## The input:
----------------------------------------
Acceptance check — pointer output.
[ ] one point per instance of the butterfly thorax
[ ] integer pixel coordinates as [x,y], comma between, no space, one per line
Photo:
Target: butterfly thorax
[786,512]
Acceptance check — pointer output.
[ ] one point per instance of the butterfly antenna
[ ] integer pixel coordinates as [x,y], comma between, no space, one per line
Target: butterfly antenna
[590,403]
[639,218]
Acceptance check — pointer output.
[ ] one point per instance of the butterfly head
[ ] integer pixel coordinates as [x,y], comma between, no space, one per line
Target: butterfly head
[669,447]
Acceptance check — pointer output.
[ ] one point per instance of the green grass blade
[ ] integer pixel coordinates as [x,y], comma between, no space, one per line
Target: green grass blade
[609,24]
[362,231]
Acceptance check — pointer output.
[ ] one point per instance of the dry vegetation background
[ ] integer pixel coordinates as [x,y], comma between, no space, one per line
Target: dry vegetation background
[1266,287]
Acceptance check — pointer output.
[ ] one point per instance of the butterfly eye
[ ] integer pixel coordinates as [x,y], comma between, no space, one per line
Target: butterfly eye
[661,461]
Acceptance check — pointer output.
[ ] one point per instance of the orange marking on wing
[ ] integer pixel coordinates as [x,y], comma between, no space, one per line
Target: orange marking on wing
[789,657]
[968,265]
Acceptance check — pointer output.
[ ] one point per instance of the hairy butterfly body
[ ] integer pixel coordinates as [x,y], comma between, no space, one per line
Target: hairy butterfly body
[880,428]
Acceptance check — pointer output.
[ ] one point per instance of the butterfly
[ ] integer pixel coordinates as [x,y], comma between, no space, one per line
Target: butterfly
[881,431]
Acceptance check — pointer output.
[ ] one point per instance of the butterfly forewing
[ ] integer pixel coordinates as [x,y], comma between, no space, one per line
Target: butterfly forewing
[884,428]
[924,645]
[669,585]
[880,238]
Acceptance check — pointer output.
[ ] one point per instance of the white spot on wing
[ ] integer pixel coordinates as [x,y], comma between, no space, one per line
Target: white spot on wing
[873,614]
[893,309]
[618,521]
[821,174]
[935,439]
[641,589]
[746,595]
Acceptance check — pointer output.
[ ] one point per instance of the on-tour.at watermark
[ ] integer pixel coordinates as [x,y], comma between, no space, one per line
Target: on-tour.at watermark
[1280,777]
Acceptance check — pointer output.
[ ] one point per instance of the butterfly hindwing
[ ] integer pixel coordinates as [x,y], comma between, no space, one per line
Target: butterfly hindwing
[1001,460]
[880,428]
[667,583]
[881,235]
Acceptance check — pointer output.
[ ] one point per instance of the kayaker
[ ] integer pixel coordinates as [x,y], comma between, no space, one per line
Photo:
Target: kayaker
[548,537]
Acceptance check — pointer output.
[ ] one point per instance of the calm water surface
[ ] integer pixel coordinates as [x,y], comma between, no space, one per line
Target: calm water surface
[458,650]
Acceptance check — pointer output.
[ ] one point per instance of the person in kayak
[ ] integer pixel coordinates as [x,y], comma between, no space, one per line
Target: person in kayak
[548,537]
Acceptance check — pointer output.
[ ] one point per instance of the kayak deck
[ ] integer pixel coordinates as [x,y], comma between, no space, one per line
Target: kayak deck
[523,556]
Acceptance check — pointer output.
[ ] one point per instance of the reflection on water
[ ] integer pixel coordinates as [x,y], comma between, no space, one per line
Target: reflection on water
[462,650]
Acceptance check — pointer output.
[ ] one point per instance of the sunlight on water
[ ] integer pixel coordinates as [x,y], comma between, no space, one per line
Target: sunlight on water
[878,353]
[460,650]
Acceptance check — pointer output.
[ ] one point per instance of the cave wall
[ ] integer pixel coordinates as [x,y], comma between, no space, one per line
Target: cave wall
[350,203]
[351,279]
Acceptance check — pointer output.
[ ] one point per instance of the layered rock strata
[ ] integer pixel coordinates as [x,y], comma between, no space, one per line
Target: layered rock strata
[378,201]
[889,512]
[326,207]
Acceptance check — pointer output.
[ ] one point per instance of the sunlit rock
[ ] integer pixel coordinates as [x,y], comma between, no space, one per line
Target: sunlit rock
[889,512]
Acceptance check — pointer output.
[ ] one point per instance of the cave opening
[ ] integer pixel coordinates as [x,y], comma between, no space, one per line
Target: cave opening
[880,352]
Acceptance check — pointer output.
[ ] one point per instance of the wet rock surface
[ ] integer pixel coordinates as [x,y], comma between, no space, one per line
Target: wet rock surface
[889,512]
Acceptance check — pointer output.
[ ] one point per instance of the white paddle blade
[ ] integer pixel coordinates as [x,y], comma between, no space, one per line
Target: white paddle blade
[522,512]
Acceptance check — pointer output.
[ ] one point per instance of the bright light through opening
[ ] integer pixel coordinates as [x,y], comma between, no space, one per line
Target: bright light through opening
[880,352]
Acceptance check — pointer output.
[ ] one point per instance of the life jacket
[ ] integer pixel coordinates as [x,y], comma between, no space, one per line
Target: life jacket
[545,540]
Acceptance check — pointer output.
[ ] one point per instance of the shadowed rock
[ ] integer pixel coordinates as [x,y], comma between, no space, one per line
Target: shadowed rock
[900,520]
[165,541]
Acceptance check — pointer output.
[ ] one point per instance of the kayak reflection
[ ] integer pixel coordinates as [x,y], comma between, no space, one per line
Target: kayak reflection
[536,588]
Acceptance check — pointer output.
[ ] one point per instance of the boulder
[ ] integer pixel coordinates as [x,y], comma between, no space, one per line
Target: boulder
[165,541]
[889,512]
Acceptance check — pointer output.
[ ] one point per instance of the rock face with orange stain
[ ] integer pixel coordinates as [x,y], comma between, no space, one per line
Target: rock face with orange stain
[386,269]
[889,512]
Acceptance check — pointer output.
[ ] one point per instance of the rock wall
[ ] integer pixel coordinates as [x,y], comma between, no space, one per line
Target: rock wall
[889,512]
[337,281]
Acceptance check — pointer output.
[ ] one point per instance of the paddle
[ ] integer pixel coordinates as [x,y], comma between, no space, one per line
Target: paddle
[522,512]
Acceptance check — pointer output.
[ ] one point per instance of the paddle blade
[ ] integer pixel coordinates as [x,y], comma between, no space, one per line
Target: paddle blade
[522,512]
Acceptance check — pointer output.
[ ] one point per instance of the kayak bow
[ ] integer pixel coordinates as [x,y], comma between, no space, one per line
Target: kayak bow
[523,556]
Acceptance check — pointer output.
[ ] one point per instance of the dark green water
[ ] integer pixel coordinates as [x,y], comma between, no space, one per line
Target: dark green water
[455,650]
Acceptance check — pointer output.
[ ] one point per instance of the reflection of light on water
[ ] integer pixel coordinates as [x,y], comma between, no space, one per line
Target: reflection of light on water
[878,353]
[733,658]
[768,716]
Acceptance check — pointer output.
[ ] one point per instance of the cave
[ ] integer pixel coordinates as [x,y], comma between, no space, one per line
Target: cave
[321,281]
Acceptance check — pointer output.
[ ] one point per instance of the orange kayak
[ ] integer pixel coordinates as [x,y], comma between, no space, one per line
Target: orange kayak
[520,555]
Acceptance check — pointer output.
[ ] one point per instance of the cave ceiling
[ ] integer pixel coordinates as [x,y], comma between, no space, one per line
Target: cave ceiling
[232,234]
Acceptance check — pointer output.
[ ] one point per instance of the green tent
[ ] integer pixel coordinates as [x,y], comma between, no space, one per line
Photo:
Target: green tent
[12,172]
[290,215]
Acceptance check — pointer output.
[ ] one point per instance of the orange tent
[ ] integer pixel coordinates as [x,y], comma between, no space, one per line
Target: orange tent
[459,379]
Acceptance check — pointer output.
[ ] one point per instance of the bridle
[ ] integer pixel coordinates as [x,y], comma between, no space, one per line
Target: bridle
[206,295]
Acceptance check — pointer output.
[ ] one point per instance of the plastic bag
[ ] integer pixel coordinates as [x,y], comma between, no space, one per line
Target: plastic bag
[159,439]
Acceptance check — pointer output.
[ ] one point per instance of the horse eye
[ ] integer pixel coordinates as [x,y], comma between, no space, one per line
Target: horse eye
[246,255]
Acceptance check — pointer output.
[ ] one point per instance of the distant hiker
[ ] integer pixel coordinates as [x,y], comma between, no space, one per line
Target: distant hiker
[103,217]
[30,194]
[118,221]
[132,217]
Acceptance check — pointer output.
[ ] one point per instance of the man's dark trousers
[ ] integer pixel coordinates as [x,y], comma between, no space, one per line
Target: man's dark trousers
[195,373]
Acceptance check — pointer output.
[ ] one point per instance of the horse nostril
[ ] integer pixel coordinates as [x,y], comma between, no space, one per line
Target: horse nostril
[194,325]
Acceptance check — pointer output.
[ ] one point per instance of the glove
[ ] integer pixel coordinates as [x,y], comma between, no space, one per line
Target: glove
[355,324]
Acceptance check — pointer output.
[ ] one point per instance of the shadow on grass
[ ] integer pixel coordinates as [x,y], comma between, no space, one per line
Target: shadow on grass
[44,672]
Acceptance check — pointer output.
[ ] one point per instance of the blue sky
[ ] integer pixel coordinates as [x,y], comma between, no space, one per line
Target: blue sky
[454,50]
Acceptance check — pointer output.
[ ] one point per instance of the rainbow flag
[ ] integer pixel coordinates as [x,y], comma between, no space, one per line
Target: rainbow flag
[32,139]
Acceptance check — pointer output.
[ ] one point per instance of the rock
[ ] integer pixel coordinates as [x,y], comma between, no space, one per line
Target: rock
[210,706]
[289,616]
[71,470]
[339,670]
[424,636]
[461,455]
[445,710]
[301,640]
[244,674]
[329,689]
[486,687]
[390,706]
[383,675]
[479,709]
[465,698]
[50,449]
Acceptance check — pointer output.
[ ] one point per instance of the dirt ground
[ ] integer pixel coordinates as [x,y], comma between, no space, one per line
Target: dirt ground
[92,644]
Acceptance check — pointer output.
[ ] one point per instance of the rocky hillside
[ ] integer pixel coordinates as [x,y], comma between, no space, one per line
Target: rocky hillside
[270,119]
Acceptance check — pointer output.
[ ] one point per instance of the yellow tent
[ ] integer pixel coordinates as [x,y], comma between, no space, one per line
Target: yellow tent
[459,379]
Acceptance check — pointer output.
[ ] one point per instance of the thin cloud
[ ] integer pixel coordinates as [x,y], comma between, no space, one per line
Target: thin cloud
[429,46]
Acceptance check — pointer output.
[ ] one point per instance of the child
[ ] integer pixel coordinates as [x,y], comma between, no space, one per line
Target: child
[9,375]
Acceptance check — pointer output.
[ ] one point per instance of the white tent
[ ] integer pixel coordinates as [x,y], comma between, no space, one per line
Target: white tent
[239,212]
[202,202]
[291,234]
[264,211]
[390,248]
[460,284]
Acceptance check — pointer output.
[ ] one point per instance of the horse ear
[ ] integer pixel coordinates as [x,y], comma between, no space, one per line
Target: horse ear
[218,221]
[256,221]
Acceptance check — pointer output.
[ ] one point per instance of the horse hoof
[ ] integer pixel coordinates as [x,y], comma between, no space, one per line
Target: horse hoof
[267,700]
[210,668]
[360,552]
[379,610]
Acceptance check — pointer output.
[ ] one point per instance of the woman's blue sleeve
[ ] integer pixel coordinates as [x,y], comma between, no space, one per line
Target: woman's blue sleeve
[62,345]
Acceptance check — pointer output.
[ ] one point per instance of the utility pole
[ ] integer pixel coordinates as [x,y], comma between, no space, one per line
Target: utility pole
----------------------------------------
## Stated problem:
Select every line above that contains the word "calm", matching case exactly, and copy each one out.

## Result of the task:
[ ] one point per instance of the calm water surface
Target: calm water surface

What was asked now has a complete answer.